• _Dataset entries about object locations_
*-*-*

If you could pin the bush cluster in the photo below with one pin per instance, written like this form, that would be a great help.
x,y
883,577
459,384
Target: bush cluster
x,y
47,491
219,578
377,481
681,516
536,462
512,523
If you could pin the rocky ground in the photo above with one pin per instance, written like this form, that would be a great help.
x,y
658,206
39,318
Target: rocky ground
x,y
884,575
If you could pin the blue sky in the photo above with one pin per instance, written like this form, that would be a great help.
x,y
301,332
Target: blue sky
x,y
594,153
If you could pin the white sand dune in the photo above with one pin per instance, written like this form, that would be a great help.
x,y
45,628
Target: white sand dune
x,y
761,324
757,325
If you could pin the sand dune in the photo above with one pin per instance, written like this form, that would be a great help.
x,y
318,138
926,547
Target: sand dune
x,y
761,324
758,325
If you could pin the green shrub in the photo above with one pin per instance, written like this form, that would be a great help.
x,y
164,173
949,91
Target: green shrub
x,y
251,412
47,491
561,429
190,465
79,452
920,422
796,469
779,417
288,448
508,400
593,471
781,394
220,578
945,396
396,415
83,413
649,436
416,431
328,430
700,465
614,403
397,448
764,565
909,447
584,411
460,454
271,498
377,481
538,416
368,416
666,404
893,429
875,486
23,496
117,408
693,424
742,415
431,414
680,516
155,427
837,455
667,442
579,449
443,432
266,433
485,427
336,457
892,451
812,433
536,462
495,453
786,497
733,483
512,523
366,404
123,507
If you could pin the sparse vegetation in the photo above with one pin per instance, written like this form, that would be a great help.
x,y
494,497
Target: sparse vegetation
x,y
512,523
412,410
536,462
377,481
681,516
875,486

*-*-*

• _What is required_
Can you render every line of the entries above as a JSON list of strings, one string per line, leaving out any blank lines?

• _Solution to this exercise_
[
  "If you could pin the bush cluster in the photo below with one pin per instance, written like this form, that would be a great help.",
  "x,y",
  "883,577",
  "459,384",
  "Target: bush cluster",
  "x,y",
  "47,491",
  "219,578",
  "377,481",
  "681,516",
  "536,462",
  "512,523",
  "If you could pin the rocky ground in the photo above with one pin per instance, written like this form, that would be a great help.",
  "x,y",
  "658,206",
  "39,318",
  "Target: rocky ground",
  "x,y",
  "884,575",
  "If you could pin the blue sky in the photo above with one pin per instance, written like this form, that would be a great help.",
  "x,y",
  "301,332",
  "Target: blue sky",
  "x,y",
  "594,153",
  "If you could pin the white sand dune in the photo above with one pin per instance, written like this form, that would be a great help.",
  "x,y",
  "45,628",
  "Target: white sand dune",
  "x,y",
  "761,324",
  "757,325",
  "If you could pin the sand dune in the photo above with one pin per instance, written like this form, that would be a great help.",
  "x,y",
  "318,138",
  "926,547",
  "Target: sand dune",
  "x,y",
  "761,324",
  "758,325",
  "If you could pin the green shrub in the photo above with one pin per instance, written like this form, that would be a great help.",
  "x,y",
  "164,173",
  "949,91",
  "Target: green shrub",
  "x,y",
  "251,412",
  "47,491",
  "561,429",
  "190,465",
  "79,452",
  "920,422",
  "796,469",
  "779,417",
  "288,448",
  "508,400",
  "593,471",
  "781,394",
  "220,578",
  "945,396",
  "396,415",
  "83,413",
  "649,436",
  "416,431",
  "328,430",
  "700,465",
  "614,403",
  "397,448",
  "764,565",
  "909,447",
  "584,411",
  "460,454",
  "271,498",
  "377,481",
  "538,416",
  "368,416",
  "666,404",
  "893,429",
  "875,486",
  "23,496",
  "117,408",
  "693,424",
  "742,415",
  "431,414",
  "680,516",
  "155,427",
  "837,455",
  "667,442",
  "579,449",
  "443,432",
  "266,433",
  "485,427",
  "336,457",
  "892,451",
  "812,433",
  "536,462",
  "495,453",
  "786,497",
  "733,483",
  "512,523",
  "366,404",
  "123,507",
  "If you could pin the sparse vegetation in the photo above with one pin per instance, written like this form, that would be a great help.",
  "x,y",
  "494,497",
  "Target: sparse vegetation",
  "x,y",
  "512,523",
  "412,410",
  "536,462",
  "377,481",
  "681,516",
  "875,486"
]